___ Information supplied
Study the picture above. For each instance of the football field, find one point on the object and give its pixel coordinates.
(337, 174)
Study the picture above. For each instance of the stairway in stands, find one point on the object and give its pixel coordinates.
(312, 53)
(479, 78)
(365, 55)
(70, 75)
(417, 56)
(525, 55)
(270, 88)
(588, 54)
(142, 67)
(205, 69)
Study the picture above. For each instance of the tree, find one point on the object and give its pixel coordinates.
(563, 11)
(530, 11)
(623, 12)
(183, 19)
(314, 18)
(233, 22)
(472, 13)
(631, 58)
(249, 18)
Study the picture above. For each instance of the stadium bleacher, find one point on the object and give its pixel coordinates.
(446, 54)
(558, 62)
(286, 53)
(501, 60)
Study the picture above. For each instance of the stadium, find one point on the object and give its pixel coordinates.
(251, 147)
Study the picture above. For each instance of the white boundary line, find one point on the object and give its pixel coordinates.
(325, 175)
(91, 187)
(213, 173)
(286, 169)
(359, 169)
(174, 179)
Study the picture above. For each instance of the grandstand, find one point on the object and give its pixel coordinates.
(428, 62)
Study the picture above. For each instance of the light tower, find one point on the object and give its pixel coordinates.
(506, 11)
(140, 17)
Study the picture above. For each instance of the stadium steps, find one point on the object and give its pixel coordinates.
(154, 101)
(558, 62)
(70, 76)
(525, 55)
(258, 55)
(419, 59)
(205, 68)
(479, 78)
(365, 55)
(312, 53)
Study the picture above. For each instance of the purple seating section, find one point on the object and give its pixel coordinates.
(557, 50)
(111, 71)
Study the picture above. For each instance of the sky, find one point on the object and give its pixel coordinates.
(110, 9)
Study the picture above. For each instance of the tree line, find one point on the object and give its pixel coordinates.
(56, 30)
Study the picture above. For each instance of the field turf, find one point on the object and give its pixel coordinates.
______
> Written instruction
Render all of the records above as a Markdown table with the columns Row and Line, putting a row number under Row and one line under Line. Leave out blank lines.

> Solution for this exercise
| Row | Line |
|---|---|
| 1 | Study the picture above. For each instance of the football field, find one point on the object and give its pixel coordinates. |
| 2 | (337, 174) |
| 3 | Study the picture above. For each instance of the stairway in stands, find one point on the object and give its pixel coordinates. |
| 4 | (312, 53) |
| 5 | (479, 78) |
| 6 | (365, 55) |
| 7 | (70, 75) |
| 8 | (417, 56) |
| 9 | (525, 55) |
| 10 | (270, 88) |
| 11 | (588, 54) |
| 12 | (142, 67) |
| 13 | (205, 69) |
| 14 | Study the picture above. For each instance of the tree, find one point on the object and give its pixel coordinates. |
| 15 | (563, 11) |
| 16 | (530, 11) |
| 17 | (623, 12) |
| 18 | (183, 19) |
| 19 | (314, 18) |
| 20 | (233, 22) |
| 21 | (472, 13) |
| 22 | (631, 58) |
| 23 | (249, 18) |
| 24 | Study the picture above. For each instance of the stadium bleacher, find one point on the object and give its pixel coordinates. |
| 25 | (446, 54) |
| 26 | (558, 62) |
| 27 | (286, 53) |
| 28 | (501, 60) |
| 29 | Study the picture above. For each instance of the stadium, find one point on the object and give its pixel coordinates. |
| 30 | (251, 147) |
| 31 | Study the picture above. For each instance of the white boundary line, find one point on the object and give its pixel coordinates. |
| 32 | (325, 175) |
| 33 | (91, 187) |
| 34 | (213, 173) |
| 35 | (286, 169) |
| 36 | (359, 169) |
| 37 | (174, 179) |
| 38 | Study the picture above. For each instance of the grandstand, find one point on the object and give its pixel coordinates. |
| 39 | (428, 62) |
| 40 | Study the picture above. For each instance of the light tower, find one point on the object and give its pixel coordinates. |
| 41 | (506, 11) |
| 42 | (140, 17) |
| 43 | Study the picture above. For each instance of the stadium steps, find one point on the object and give its pixel coordinates. |
| 44 | (154, 101) |
| 45 | (558, 62) |
| 46 | (70, 76) |
| 47 | (525, 55) |
| 48 | (258, 55) |
| 49 | (419, 59) |
| 50 | (205, 68) |
| 51 | (479, 78) |
| 52 | (365, 55) |
| 53 | (312, 53) |
| 54 | Study the picture above. For each instance of the purple seating section, find one point on the object and give its pixel coordinates. |
| 55 | (557, 50) |
| 56 | (111, 71) |
| 57 | Study the picture above. For each instance of the sky, find one point on the object and give its pixel coordinates. |
| 58 | (110, 9) |
| 59 | Study the picture above. For each instance of the tree line, find one point on the object and give its pixel coordinates. |
| 60 | (56, 30) |
| 61 | Study the picture above. For each instance of the field turf, find one point on the object and give its pixel coordinates. |